Reproduce every line of these records verbatim.

[Annotated coordinate records]
▬▬▬

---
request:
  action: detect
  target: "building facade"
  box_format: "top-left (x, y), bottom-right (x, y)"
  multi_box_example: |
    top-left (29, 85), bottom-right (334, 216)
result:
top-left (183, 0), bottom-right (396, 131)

▬▬▬

**REPLY TO THE TASK**
---
request:
  action: detect
  target: "building facade"
  box_format: "top-left (x, y), bottom-right (x, y)"
  multi_box_example: |
    top-left (29, 85), bottom-right (334, 216)
result:
top-left (183, 0), bottom-right (396, 131)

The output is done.